▶ [O QUE FAZER]: Repita fielmente o trecho do texto sobre a ética estoica, começando em "Essas distinções correspondiam" e terminando em "a consagrou definitiva­mente.".

Essas distinções correspondiam não só a uma exigência de atenuar realisticamente a excessivamente nítida dicotomia entre “bens e males” e “indiferentes”, por si só paradoxal, mas encontra­vam nos pressupostos do sistema vima justificação até mesmo maior do que a referida dicotomia, pelas razões já ilustradas. Por isso, é compreensível que a tentativa de Ariston e de Hérilo de defender a absoluta adiaphoria ou “indiferença” das coisas que não são nem bens nem males tenha encontrado tão nítida oposição em Crísipo, que defendeu a posição de Zenão e a consagrou definitiva­mente.

As ações humanas cumpridas em tudo e por tudo segundo o logos chamam-se “ações moralmente perfeitas”; as contrárias são “ações viciosas ou erros morais”. Mas, entre as primeiras e as segundas, há todo um feixe de ações relacionadas com os “indife­rentes”. Quando essas ações forem cumpridas “conforme à natu­reza”, vale dizer, de modo racionalmente correto, terão uma plena justificação moral, chamando-se assim “ações convenientes” ou “deveres”. A maior parte dos homens, que é incapaz de ações “moralmente perfeitas” (porque, para cumpri-las, é necessário adquirir a ciência perfeita do filósofo, já que a virtude, como aperfeiçoamento de racionalidade humana, só pode ser ciência, como queria Sócrates), é, no entanto, capaz de “ações convenien­tes”, ou seja, é capaz de absorver “deveres”. O que as leis mandam (as quais, para os estóicos, longe de serem convenções, são expres­sões da Lei eterna que provém do Logos eterno) são “deveres” que, no sábio, graças à perfeita disposição do seu espírito, tomam-se verdadeiras e exatas ações morais perfeitas, enquanto que, no homem comum, permanecem só ao nível das “ações convenientes”.

Esse conceito de kathékon é substancialmente uma criação estóica. Os romanos, que o traduziram pelo termo “officium” com sua sensibilidade prático-jurídica, contribuíram para talhar mais nitidamente os contornos desta noção moral que nós, modernos, chamamos de “dever”. Obviamente, antes dos estóicos, pode-se encontrar entre os gregos o correspondente daquilo que o Pórtico chama de kathékon, expresso de vários modos, mas nunca redu­zido unitariamente a problema e não formulado com precisão consciente. Max Pohlenz pensa que Zenão pode ter extraído do patrimônio espiritual semítico o conceito de “mandamento”, tão familiar aos hebreus, criando então o conceito de kathékon pelo enxerto do conceito de mandamento no conceito grego de physis. Isso é verossímil. Mas o certo é que Zenão e a Estoá, com a elaboração do conceito de kathékon, deram à história espiritual do Ocidente tuna contribuição de grande relevo: com efeito, embora modulado de várias maneiras, o conceito de “dever” se manteve como uma verdadeira categoria do pensamento moral ocidental. Mas os estóicos também apresentaram novidades no que diz res­peito à interpretação do viver social.

▶ [INFORMAÇÕES EXTRAÍDAS]:
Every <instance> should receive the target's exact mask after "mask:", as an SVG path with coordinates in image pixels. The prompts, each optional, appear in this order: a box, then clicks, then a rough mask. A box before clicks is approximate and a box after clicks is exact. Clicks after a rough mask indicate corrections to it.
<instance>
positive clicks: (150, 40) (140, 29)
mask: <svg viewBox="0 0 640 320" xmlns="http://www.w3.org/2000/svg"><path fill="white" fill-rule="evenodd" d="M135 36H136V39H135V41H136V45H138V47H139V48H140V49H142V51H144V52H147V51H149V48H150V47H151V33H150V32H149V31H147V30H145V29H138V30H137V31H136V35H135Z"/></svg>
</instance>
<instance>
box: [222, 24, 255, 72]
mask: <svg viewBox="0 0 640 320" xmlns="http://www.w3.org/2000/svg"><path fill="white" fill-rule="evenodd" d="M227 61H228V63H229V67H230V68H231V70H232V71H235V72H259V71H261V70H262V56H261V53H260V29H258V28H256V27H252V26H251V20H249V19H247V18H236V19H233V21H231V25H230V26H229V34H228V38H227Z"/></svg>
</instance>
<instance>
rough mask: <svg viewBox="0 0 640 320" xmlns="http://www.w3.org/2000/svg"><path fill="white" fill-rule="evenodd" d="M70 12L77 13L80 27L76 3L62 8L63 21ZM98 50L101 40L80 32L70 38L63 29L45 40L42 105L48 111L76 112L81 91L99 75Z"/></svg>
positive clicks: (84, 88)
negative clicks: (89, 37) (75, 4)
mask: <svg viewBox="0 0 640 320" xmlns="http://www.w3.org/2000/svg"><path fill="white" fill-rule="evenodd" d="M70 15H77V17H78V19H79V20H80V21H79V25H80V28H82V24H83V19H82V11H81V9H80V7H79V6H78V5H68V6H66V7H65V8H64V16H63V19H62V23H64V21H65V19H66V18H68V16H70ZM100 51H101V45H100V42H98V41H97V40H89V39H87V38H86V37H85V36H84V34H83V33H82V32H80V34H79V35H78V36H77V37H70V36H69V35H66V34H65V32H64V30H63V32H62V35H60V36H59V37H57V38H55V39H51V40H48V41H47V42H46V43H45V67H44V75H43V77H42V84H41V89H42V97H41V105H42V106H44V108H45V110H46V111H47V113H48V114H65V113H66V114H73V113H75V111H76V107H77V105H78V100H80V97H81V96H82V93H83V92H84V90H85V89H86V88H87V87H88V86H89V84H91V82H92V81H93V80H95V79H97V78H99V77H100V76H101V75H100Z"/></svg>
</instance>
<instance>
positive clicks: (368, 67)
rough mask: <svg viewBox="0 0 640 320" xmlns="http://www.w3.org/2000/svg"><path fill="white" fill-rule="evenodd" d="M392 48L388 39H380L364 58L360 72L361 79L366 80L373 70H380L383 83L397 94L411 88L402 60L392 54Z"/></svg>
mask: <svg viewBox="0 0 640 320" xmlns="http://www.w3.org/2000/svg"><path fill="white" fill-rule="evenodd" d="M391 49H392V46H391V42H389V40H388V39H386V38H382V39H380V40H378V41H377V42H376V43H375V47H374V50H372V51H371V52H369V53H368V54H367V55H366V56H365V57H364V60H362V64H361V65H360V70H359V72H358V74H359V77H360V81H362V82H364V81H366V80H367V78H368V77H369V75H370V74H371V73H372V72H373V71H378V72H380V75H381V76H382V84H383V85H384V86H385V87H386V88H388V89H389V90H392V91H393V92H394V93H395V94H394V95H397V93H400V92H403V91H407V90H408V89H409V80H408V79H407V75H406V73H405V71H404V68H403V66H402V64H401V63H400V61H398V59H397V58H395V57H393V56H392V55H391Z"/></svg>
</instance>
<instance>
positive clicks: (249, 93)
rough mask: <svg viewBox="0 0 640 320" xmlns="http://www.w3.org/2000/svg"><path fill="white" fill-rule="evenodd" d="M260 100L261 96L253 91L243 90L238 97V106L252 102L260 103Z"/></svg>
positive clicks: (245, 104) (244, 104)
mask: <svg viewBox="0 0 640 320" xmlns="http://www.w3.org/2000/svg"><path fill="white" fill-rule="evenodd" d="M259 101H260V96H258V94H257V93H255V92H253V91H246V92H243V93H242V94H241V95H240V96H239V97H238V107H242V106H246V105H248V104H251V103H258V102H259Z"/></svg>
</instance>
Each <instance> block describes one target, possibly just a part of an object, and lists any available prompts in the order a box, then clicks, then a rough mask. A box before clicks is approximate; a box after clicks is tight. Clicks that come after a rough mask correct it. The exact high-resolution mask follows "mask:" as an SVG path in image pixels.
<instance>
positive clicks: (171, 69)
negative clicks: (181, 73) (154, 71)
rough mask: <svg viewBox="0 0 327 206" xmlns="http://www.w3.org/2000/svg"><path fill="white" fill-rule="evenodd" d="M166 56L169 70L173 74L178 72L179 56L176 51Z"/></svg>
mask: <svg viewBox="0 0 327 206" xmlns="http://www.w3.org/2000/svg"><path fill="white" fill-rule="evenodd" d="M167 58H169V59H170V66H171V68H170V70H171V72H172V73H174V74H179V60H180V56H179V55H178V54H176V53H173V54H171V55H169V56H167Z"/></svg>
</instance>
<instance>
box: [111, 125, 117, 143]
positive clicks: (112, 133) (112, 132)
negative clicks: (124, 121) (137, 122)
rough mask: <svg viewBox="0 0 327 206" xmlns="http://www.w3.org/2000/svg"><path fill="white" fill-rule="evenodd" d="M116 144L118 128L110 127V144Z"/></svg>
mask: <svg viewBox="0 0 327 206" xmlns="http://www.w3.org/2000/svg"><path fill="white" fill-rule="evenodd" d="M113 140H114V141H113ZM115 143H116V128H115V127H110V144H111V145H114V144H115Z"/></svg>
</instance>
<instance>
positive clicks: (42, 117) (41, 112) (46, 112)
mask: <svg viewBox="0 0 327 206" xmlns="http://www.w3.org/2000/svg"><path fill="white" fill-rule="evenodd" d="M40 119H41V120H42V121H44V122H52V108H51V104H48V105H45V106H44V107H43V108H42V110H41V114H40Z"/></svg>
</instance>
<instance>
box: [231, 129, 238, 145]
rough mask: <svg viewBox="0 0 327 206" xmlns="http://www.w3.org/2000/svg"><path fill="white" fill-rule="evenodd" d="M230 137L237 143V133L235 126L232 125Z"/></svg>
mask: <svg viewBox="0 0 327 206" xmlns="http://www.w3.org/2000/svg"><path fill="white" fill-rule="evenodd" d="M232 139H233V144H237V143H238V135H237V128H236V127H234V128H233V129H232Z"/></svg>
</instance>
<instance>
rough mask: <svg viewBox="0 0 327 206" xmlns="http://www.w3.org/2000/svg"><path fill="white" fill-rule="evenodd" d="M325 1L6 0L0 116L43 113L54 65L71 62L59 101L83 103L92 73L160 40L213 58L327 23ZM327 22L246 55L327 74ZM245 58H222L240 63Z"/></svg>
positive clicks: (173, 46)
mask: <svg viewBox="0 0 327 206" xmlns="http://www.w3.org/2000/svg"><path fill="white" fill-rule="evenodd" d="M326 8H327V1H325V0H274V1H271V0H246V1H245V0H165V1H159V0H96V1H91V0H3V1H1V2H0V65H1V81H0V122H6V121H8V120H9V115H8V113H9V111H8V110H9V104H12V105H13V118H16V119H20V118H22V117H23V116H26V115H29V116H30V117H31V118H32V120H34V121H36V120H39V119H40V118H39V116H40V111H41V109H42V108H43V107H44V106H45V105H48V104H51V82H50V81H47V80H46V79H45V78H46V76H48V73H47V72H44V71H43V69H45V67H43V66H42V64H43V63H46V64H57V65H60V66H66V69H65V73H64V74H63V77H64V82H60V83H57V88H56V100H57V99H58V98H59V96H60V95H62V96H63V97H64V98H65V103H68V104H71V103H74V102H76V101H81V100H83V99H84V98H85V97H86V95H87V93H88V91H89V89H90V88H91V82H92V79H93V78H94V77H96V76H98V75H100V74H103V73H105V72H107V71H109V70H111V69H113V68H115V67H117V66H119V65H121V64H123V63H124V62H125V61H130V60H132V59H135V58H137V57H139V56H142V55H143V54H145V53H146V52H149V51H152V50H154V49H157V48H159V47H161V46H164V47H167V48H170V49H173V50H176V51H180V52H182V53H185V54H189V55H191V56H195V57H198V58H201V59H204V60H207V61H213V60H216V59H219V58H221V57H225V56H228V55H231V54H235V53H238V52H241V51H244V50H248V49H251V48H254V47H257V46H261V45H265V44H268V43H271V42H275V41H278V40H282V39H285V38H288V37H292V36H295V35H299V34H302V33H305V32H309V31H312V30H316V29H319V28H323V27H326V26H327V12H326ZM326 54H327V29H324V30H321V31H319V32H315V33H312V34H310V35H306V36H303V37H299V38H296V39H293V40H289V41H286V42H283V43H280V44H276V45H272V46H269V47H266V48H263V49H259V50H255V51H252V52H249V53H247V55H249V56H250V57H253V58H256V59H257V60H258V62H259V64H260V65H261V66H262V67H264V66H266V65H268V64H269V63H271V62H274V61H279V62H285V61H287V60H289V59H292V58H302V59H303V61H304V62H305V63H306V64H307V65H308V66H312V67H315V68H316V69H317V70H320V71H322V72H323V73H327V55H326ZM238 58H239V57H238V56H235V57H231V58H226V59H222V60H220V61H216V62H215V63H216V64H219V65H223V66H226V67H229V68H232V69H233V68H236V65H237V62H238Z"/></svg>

* * *

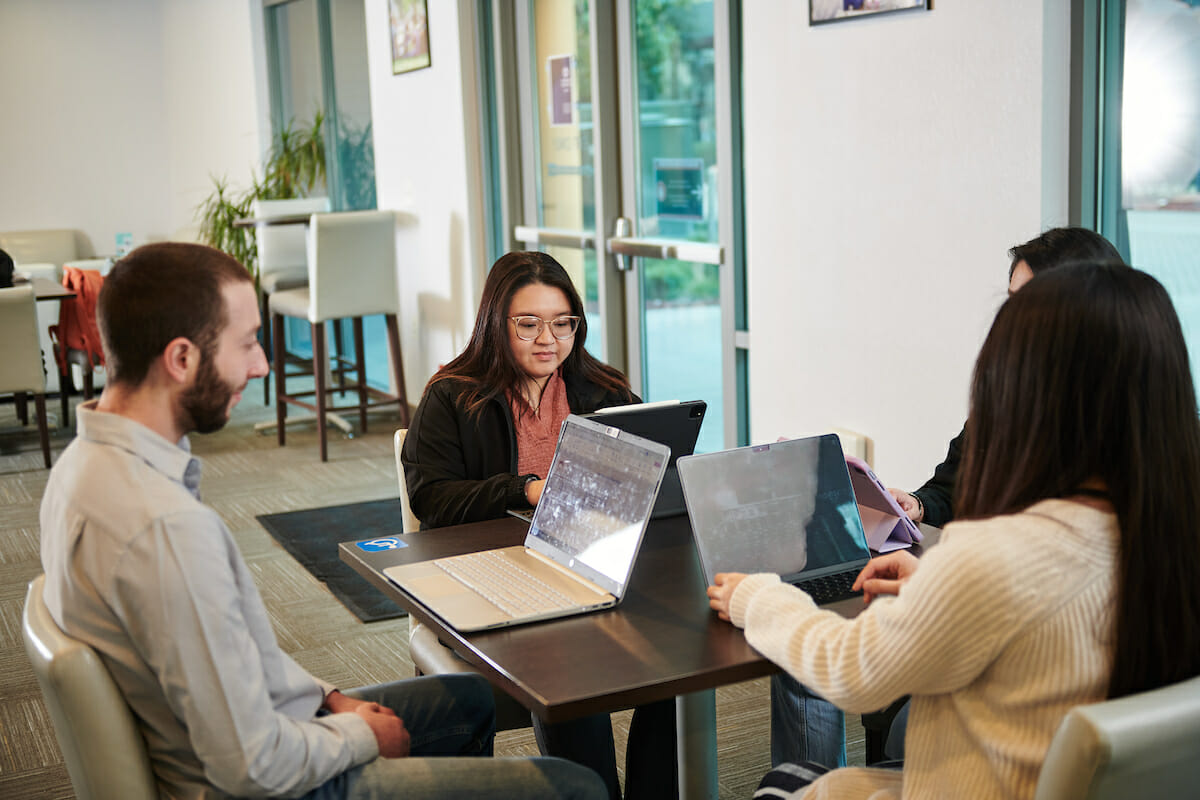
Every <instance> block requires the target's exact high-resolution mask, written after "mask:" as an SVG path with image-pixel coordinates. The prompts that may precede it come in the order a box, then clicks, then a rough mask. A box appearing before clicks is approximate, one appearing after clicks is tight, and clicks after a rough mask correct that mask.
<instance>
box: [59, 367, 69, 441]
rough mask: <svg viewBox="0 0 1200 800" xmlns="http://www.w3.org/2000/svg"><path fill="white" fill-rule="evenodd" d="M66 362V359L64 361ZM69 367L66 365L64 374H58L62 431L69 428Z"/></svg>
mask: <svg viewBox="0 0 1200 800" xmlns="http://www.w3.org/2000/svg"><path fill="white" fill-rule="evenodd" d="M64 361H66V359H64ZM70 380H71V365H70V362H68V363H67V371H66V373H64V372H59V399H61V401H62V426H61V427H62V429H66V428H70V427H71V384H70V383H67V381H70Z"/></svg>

▶ [ÁREA DE RESPOSTA]:
Essas distinções correspondiam não só a uma exigência de atenuar realisticamente a excessivamente nítida dicotomia entre “bens e males” e “indiferentes”, por si só paradoxal, mas encontra­vam nos pressupostos do sistema vima justificação até mesmo maior do que a referida dicotomia, pelas razões já ilustradas. Por isso, é compreensível que a tentativa de Ariston e de Hérilo de defender a absoluta adiaphoria ou “indiferença” das coisas que não são nem bens nem males tenha encontrado tão nítida oposição em Crísipo, que defendeu a posição de Zenão e a consagrou definitiva­mente.